Written exercise ▸ Give the lines again exactly, from the one holding "Please outline every instance of the peeling" to the last line of the listing below, both ends included and nothing added.

Record extracts ▸
▼▼▼

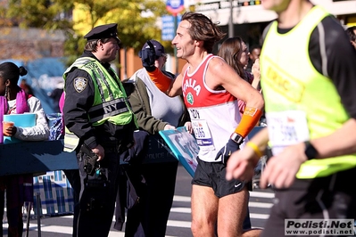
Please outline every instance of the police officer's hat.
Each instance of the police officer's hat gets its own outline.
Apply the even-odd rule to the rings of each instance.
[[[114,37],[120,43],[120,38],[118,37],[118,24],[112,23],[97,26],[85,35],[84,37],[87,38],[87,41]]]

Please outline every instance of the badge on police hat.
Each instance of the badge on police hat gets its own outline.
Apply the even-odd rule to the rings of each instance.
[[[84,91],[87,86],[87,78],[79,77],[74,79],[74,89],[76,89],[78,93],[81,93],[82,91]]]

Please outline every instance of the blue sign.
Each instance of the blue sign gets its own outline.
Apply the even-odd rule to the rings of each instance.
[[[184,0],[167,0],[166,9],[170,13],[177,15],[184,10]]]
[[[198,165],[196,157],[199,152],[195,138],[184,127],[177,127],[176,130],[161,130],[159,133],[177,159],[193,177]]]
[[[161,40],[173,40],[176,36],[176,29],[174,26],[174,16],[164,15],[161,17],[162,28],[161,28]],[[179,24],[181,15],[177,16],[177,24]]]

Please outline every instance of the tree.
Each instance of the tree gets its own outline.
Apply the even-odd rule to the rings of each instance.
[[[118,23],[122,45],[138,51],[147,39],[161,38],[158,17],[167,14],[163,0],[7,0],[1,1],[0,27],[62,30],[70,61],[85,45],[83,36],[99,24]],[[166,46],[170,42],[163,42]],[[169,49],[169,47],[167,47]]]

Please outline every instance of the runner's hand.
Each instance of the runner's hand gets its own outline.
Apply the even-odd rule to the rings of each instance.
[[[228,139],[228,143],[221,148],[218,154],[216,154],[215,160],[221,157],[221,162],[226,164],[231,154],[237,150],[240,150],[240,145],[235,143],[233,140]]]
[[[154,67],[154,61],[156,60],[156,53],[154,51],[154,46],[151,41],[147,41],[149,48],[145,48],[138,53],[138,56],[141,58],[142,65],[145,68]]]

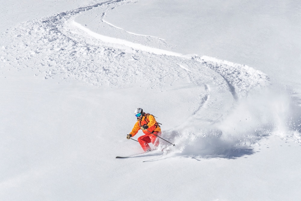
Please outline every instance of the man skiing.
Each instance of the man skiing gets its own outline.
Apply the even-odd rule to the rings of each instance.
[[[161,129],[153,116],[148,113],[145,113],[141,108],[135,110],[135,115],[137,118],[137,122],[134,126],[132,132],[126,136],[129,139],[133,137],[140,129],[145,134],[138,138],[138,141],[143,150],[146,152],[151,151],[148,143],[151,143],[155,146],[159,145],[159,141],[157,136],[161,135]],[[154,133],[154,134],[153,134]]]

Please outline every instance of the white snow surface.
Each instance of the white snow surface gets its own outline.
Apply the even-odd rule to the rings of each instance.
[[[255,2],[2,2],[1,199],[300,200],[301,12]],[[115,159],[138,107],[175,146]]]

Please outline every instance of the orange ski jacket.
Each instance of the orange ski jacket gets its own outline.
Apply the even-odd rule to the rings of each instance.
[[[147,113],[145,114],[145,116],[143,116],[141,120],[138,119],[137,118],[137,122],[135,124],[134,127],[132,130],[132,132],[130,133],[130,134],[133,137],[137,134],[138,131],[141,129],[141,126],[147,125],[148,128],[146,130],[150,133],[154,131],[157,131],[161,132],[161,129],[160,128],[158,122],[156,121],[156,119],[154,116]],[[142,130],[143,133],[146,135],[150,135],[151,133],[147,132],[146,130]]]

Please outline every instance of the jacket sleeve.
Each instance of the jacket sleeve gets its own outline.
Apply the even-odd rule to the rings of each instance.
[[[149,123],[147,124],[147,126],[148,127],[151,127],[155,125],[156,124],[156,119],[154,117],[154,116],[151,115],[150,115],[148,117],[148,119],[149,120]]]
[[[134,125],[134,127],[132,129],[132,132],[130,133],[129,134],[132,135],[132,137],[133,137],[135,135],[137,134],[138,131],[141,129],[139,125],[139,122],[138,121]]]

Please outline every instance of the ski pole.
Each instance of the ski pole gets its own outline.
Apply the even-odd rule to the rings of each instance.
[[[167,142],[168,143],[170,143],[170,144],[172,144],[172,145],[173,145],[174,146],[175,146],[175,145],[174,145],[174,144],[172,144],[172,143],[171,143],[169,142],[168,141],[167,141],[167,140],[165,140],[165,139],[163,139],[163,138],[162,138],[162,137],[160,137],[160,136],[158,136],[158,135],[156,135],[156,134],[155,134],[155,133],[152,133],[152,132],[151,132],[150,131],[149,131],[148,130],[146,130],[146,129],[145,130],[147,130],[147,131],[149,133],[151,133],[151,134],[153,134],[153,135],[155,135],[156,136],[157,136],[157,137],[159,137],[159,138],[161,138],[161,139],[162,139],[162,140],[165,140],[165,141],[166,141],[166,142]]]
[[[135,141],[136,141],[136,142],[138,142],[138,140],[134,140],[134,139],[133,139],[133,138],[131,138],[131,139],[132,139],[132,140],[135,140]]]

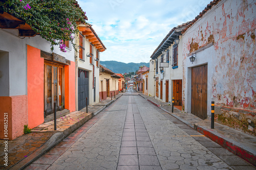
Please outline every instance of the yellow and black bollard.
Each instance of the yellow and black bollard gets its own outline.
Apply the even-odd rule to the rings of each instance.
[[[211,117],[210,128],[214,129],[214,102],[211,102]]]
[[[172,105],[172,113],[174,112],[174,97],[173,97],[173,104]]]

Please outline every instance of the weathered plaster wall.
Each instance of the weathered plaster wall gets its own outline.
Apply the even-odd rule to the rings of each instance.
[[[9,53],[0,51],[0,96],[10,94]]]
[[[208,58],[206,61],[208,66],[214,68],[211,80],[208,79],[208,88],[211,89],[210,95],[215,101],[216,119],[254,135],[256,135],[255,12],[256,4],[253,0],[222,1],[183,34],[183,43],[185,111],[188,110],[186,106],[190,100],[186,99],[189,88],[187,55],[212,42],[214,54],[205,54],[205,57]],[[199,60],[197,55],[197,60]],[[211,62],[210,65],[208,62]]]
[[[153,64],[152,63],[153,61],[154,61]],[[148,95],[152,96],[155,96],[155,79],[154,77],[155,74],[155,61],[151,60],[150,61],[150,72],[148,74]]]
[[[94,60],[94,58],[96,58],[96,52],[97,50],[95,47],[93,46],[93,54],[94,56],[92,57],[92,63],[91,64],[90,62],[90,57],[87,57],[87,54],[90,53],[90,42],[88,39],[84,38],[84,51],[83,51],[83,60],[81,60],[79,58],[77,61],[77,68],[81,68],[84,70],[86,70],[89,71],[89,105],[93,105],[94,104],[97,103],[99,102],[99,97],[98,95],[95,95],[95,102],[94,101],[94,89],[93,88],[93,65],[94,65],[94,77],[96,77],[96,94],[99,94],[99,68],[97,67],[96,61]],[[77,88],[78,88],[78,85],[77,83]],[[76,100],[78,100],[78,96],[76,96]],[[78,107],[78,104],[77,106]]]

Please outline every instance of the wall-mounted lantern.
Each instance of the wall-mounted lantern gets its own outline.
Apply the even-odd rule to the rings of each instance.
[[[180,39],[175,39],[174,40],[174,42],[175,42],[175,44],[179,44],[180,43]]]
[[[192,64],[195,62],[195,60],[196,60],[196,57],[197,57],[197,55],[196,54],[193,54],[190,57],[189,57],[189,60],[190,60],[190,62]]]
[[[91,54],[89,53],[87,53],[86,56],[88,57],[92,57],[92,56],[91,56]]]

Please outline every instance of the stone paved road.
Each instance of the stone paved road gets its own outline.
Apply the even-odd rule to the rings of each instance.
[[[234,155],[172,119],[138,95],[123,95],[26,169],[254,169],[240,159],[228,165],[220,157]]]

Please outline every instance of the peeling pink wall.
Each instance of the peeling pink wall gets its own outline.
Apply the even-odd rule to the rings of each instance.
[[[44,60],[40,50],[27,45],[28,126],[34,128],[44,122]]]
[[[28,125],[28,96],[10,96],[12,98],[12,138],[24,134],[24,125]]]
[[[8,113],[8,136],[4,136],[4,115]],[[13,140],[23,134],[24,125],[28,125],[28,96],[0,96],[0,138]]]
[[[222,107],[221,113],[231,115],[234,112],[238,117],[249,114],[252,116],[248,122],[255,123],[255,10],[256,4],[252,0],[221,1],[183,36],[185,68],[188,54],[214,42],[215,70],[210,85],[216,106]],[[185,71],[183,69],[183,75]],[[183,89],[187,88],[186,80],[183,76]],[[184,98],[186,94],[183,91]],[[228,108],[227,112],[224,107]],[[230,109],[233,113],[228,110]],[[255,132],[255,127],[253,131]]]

▲▲▲

Response to the task ▸
Please outline every instance of the peeling pink wall.
Each instance of the peeling pink wall gets its own outline.
Apply the even-odd rule to the rings of each instance.
[[[44,60],[40,50],[27,45],[28,126],[34,128],[44,122]]]
[[[28,125],[28,96],[10,96],[12,98],[12,138],[24,134],[24,125]]]
[[[8,113],[8,136],[4,136],[4,115]],[[13,140],[23,134],[24,125],[28,125],[28,96],[0,96],[0,138]]]
[[[222,107],[221,113],[231,115],[234,112],[238,117],[249,114],[252,116],[248,122],[255,123],[255,10],[256,4],[252,0],[221,1],[183,36],[185,68],[188,54],[214,42],[215,70],[210,85],[216,106]],[[185,71],[183,69],[183,75]],[[183,89],[187,88],[186,80],[183,76]],[[184,98],[186,94],[183,91]],[[228,108],[227,112],[224,107]],[[230,109],[233,113],[228,110]],[[255,132],[255,127],[253,131]]]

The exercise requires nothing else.